[SHORT EXERCISE] Starting at the line containing "Each instance receives one point. Mark the white" and running through the end of the listing below, inclusive, reproduce only those lines, requests included. Scale every coordinate in the answers by 0.4 and round each to a whole number, rounding halves up.

[RAW RECORDS]
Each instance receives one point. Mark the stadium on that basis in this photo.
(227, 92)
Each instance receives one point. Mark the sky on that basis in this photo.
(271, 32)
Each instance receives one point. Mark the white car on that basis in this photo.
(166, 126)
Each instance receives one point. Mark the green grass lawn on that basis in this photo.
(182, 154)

[FINAL RESULT]
Each instance receives one point. Mark the white car on that basis in this photo.
(66, 50)
Each instance receives one point. Mark the green grass lawn on that basis in this photo.
(73, 62)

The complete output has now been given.